■ **Dataset entries**
= = = =

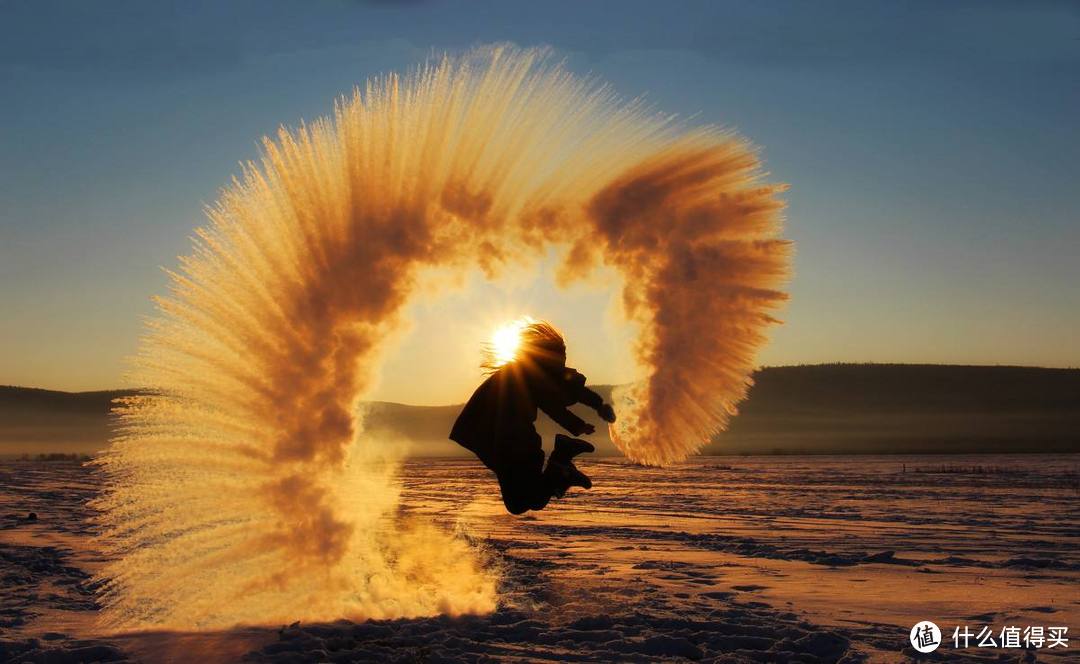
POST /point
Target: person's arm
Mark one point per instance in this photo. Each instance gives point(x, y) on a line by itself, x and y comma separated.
point(583, 395)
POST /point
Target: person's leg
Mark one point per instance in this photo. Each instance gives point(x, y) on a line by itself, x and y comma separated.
point(561, 472)
point(520, 470)
point(523, 490)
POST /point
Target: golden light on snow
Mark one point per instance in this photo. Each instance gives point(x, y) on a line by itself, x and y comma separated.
point(505, 339)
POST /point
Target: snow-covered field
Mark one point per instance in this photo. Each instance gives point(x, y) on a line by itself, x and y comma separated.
point(721, 558)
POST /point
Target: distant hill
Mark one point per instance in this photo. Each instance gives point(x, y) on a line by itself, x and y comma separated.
point(838, 408)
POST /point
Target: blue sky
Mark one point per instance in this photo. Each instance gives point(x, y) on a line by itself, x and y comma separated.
point(932, 150)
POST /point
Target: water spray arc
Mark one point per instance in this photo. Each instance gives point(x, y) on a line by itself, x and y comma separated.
point(242, 488)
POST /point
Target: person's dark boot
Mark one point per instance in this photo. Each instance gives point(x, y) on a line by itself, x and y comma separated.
point(567, 448)
point(562, 475)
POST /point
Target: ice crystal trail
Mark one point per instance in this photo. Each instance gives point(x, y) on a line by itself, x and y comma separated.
point(242, 487)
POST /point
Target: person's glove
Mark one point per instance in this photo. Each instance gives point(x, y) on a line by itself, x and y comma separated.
point(606, 412)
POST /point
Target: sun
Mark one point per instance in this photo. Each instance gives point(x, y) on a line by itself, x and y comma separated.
point(505, 339)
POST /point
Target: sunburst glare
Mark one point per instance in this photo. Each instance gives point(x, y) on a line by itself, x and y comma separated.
point(505, 339)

= = = =

■ **What the task asks**
From the records above, copy every line that holds the word "person".

■ **Worked solution**
Target: person's arm
Target: person's leg
Target: person's dark boot
Target: person's glove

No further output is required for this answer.